> [Work required] Tell how many lines in these records contain the string "positive", with only the number as the reply.

Source material below:

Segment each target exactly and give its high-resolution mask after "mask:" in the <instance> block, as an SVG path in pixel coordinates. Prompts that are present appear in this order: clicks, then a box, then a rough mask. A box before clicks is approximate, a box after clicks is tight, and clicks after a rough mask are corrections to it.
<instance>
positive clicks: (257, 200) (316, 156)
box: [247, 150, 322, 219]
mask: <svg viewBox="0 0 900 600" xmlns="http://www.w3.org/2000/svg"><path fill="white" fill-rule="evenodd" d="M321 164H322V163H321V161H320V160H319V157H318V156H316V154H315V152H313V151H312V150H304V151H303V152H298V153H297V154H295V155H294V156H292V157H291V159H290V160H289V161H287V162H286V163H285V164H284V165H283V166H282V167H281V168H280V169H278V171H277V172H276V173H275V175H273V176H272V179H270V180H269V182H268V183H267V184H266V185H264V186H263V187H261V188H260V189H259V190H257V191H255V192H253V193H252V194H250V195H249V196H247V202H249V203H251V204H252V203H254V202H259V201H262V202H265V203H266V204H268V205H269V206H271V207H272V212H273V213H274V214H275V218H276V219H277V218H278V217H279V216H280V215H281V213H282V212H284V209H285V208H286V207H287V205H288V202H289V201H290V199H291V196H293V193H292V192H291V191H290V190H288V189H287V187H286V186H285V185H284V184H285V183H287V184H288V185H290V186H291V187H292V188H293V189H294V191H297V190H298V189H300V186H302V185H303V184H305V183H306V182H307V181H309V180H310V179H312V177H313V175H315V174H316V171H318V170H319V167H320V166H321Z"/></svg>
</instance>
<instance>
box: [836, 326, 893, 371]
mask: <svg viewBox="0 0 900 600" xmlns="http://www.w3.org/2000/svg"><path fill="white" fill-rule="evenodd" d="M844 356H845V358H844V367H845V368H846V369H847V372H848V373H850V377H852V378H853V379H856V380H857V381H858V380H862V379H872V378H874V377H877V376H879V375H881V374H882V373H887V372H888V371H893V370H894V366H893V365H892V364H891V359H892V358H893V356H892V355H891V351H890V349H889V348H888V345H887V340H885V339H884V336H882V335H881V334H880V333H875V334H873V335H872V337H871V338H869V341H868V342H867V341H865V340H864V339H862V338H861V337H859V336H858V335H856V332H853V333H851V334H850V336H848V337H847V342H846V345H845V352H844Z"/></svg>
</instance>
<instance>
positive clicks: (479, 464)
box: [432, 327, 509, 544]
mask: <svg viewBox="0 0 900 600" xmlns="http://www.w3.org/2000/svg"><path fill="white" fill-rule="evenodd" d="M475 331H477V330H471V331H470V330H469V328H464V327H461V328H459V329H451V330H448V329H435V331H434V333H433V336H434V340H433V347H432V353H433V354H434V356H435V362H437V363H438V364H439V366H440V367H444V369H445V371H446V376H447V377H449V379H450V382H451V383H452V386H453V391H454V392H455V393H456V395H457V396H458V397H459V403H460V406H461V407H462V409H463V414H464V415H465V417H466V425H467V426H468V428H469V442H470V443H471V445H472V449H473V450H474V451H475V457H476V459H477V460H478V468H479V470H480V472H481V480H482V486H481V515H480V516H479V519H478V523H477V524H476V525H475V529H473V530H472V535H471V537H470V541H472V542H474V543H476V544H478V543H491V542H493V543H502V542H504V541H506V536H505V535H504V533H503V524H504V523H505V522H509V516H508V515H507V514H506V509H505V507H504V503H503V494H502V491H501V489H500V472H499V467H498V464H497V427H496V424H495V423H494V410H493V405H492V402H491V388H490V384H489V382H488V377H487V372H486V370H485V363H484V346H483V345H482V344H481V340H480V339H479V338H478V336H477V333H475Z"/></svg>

End of Source material.

> [Result] 2